The API Subcommittee 10 on well cements developed new temperature correlations to improve estimates of circulating temperatures for cementing.1-3

Using API's current BHCT correlation schedules for designing the thickening time of cement slurries, for a given depth, requires technicians to know the averaged static temperature gradient.

The current API test schedules assume the SFT to be 80° F. To calculate the static temperature gradient, therefore, operators must determine the static or undisturbed temperature profile of formations with reasonable accuracy.

The value of SFT-the undisturbed and essentially constant formation temperature at about 50-ft depth-of 80° F. is typical only for wells in the Southern US and some other regions.

For this reason, the API test schedules are inaccurate for determining values of BHCT for cementing in wells drilled in deep waters, in the tropics, or in arctic regions.

For example, the equivalent parameter of SFT for offshore wells is the temperature of sea-bottom sediments or the mud line, which is close to 40° F. In arctic areas, the value of SFT is well below water's freezing point.

Many operators have concluded that computer-temperature simulations, rather than the API schedules, provide better estimates of cementing temperatures.4-6

On this note, the author presents a novel concept-the API equivalent wellbore (API-EW)-and will show that API's current BHCT correlations will apply for any deep well and for any surface formation temperature values.

Lines from a dataset
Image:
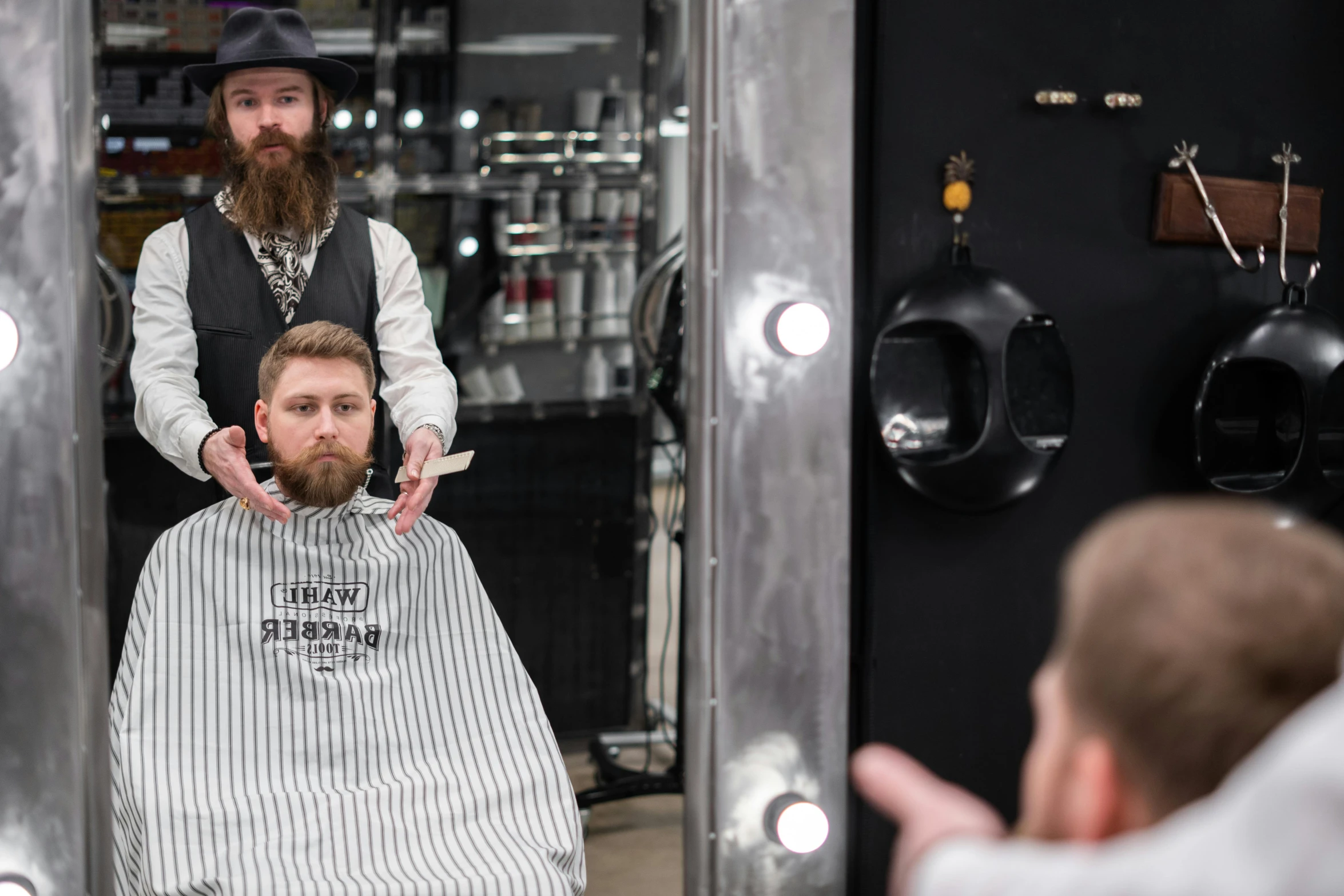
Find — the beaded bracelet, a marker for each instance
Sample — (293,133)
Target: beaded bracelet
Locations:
(201,452)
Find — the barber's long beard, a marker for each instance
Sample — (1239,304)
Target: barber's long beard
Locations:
(281,197)
(321,483)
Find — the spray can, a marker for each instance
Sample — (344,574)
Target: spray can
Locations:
(602,313)
(597,375)
(542,309)
(515,302)
(623,371)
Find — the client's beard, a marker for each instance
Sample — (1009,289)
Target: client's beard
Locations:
(321,484)
(272,198)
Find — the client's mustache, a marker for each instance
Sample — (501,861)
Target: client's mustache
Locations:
(307,479)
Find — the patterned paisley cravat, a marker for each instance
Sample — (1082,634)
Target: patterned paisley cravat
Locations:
(281,257)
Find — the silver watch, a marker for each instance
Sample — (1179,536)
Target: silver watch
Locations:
(443,443)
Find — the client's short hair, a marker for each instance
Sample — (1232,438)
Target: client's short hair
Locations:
(321,340)
(1190,628)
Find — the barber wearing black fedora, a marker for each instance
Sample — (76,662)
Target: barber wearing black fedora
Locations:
(273,250)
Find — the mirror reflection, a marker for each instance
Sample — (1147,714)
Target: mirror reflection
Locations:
(472,191)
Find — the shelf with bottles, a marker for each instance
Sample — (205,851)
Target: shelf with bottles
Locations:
(569,147)
(538,304)
(605,370)
(571,248)
(478,412)
(113,183)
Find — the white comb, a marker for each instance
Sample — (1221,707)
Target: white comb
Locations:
(440,467)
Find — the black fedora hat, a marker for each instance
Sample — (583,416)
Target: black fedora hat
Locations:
(271,39)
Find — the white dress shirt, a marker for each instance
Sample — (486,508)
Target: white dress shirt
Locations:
(170,413)
(1274,828)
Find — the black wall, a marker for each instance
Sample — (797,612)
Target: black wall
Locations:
(953,613)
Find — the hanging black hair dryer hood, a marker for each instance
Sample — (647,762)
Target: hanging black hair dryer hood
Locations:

▶ _GIVEN INSTRUCTION_
From the cementing-temperature passage, copy word for word the part from "For example, the" to "water's freezing point.". You won't need the lines to complete anything here.

▶ _SOLUTION TO THE EXERCISE_
For example, the equivalent parameter of SFT for offshore wells is the temperature of sea-bottom sediments or the mud line, which is close to 40° F. In arctic areas, the value of SFT is well below water's freezing point.